* [PROBLEM DETAILS] Please reproduce the entries, starting with the line that contains "Objective — one point per instance of the limestone" and continuing through the last line of the entries, keeping every line in full but adding 5 to each coordinate in the answers.

----------

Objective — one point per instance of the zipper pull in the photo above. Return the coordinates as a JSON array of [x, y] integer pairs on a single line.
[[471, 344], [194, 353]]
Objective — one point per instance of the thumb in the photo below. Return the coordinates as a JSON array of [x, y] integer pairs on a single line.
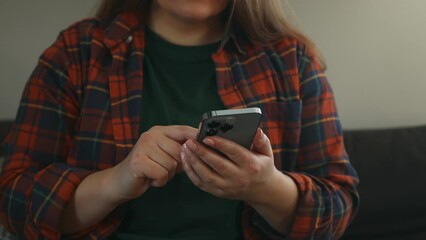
[[261, 143]]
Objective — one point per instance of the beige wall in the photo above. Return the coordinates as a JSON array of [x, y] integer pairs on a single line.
[[27, 27], [375, 50], [376, 54]]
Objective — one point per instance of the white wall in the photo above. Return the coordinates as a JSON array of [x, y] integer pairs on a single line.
[[376, 55], [375, 50]]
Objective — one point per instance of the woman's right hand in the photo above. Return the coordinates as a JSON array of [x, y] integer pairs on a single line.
[[153, 161]]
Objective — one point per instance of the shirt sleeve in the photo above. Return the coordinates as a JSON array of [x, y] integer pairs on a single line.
[[38, 177], [326, 180]]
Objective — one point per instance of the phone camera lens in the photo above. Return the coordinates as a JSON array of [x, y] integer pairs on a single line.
[[211, 132], [226, 127], [213, 124]]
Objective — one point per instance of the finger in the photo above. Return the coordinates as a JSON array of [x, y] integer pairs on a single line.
[[150, 169], [214, 161], [172, 148], [207, 174], [181, 133], [236, 153], [261, 144], [163, 159], [192, 175]]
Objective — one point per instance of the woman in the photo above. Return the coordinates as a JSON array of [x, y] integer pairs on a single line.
[[103, 144]]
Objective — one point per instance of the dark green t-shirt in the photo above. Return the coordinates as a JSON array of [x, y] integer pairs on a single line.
[[179, 86]]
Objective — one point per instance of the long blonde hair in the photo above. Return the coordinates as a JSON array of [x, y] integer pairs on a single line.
[[261, 21]]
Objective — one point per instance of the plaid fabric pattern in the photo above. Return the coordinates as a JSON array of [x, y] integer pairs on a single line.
[[80, 113]]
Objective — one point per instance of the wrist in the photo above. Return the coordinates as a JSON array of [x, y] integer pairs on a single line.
[[109, 187], [262, 193]]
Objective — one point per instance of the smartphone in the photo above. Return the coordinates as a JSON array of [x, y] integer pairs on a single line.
[[238, 125]]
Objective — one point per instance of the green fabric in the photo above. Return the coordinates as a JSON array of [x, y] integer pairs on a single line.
[[179, 85]]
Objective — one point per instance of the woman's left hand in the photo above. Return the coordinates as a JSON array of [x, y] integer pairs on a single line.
[[238, 174]]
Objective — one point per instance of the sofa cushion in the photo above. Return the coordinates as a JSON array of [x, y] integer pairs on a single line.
[[391, 164], [5, 127]]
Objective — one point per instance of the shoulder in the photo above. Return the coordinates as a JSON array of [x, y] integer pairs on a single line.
[[83, 31]]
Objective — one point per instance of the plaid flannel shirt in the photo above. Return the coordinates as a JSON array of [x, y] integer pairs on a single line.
[[80, 113]]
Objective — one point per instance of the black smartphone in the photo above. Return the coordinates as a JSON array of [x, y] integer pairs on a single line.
[[237, 125]]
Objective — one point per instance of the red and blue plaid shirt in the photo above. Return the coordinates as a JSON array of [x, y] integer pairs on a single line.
[[80, 113]]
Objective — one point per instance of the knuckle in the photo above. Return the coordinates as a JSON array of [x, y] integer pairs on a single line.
[[221, 166], [208, 180], [147, 137], [253, 168], [234, 152]]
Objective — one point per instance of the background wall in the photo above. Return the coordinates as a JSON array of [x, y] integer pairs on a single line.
[[375, 51]]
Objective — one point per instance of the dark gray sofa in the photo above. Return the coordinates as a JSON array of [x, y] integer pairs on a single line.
[[391, 164]]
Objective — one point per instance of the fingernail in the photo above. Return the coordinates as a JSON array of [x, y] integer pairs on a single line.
[[262, 134], [191, 145], [208, 142], [182, 156]]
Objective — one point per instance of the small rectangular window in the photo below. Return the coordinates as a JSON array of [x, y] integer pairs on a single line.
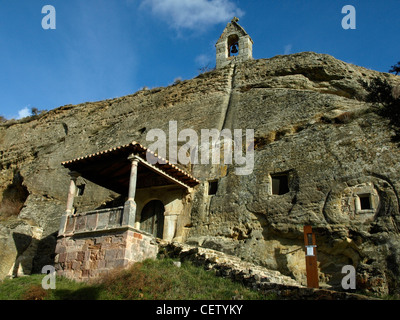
[[212, 187], [80, 190], [280, 184], [365, 202]]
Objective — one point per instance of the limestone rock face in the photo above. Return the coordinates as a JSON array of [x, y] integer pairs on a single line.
[[311, 126]]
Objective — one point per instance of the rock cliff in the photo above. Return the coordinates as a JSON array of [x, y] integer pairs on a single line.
[[312, 126]]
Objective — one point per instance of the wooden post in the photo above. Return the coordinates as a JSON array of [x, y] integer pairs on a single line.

----------

* [COMPLETE OUTPUT]
Objective — one point per instance of the limestone rock face in the photo above. Return the coordinates as a JSON array of [x, y] integer pairs on a single line.
[[316, 131]]
Objective — one point per instance of the rock cliff in the photo above. Return the coordinates as a JSON array of [x, y] integer pairs on a single line.
[[317, 131]]
Objective — one point per instance of the wooden post in the photo above. Return the coordinates as a JSON array of [x, y] integer pairs on a single line.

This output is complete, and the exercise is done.